**WHAT THE TASK REQUIRES:** Write out the lines starting at the one containing "# target: blurred crowd" and ending at the one containing "232 181 L 267" as a numbered list, and leave out any blank lines.

**INPUT RECORDS:**
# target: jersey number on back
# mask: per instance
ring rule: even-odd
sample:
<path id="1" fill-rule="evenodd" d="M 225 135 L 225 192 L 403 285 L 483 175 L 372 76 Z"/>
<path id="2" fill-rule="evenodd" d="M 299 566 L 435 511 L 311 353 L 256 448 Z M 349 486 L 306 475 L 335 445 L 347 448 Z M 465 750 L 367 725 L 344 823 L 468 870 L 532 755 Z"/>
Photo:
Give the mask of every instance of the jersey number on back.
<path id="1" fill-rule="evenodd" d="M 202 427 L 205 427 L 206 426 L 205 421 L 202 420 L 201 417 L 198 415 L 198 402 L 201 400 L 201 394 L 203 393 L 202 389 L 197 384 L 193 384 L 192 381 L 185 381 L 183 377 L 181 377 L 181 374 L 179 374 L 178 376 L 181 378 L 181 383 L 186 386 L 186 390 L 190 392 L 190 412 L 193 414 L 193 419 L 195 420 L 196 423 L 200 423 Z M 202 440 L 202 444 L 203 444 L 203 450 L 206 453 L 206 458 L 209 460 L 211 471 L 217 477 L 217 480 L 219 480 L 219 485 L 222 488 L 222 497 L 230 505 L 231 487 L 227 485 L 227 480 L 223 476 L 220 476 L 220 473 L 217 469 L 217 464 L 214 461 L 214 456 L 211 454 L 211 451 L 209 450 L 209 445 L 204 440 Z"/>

---

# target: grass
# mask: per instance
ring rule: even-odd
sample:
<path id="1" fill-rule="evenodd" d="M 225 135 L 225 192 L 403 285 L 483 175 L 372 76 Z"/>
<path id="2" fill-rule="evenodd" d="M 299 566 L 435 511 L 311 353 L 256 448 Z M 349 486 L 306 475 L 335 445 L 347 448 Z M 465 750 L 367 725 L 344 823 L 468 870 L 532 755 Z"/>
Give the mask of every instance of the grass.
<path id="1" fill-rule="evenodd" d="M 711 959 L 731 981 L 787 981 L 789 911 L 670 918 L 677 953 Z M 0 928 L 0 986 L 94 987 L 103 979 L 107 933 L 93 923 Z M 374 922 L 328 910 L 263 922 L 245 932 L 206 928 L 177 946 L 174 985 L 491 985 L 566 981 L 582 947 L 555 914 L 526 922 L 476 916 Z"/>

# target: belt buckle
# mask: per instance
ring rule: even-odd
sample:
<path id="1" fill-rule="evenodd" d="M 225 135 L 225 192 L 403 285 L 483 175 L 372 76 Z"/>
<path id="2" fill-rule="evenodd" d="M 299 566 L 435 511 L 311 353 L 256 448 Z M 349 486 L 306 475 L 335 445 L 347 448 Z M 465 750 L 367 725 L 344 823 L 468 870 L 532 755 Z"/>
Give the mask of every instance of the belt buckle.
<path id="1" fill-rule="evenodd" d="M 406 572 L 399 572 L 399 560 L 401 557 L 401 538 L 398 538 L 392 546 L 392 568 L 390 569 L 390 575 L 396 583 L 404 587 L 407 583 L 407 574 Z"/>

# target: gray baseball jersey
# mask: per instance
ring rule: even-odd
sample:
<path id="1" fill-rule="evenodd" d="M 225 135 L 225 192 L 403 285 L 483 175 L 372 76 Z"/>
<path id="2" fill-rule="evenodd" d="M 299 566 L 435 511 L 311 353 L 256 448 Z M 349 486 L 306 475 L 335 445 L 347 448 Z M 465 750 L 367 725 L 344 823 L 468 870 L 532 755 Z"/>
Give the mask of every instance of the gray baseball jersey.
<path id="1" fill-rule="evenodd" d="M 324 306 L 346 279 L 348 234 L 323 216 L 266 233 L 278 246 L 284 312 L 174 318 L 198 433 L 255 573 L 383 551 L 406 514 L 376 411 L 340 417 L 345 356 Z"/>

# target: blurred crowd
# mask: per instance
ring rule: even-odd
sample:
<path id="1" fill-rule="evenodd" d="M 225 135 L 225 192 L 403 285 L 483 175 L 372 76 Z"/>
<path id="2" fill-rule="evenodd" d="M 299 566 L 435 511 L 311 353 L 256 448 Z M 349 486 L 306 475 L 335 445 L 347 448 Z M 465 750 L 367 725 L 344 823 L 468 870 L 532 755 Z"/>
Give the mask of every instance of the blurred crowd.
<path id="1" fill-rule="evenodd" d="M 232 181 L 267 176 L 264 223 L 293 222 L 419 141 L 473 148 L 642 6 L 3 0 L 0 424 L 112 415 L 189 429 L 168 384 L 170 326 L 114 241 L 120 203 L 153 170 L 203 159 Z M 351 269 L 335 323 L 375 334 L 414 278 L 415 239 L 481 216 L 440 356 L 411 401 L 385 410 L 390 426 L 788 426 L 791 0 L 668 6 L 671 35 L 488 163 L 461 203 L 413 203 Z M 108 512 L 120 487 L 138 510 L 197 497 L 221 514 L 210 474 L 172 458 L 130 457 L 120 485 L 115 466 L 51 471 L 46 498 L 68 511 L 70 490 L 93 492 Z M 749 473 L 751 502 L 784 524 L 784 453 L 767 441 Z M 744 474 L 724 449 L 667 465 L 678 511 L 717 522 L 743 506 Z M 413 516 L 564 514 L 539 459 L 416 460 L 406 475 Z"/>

**ANSWER TO THE EXERCISE:**
1. # target: blurred crowd
2. # mask: per instance
3. ring rule: even-odd
4. sample:
5. <path id="1" fill-rule="evenodd" d="M 225 135 L 225 192 L 403 285 L 483 175 L 372 76 Z"/>
6. <path id="2" fill-rule="evenodd" d="M 299 566 L 435 511 L 311 353 L 256 448 Z M 349 486 L 306 475 L 335 445 L 347 448 Z M 465 750 L 367 725 L 344 823 L 468 870 L 532 755 Z"/>
7. Give the mask of every instance of the blurred crowd.
8. <path id="1" fill-rule="evenodd" d="M 232 181 L 267 176 L 264 223 L 293 222 L 419 141 L 473 148 L 642 6 L 3 0 L 0 424 L 112 415 L 189 429 L 168 384 L 170 326 L 114 241 L 120 203 L 153 170 L 203 159 Z M 351 269 L 335 323 L 375 334 L 414 278 L 415 239 L 481 216 L 440 356 L 411 401 L 385 410 L 390 426 L 788 426 L 791 0 L 668 6 L 671 35 L 488 163 L 461 203 L 413 203 Z M 108 512 L 120 487 L 138 510 L 197 497 L 221 514 L 210 474 L 172 458 L 130 457 L 120 485 L 115 466 L 51 471 L 46 498 L 68 511 L 70 490 L 93 492 Z M 749 473 L 751 502 L 784 524 L 784 453 L 767 441 Z M 744 474 L 724 449 L 667 465 L 678 511 L 717 522 L 743 506 Z M 413 516 L 564 514 L 539 459 L 416 460 L 406 475 Z"/>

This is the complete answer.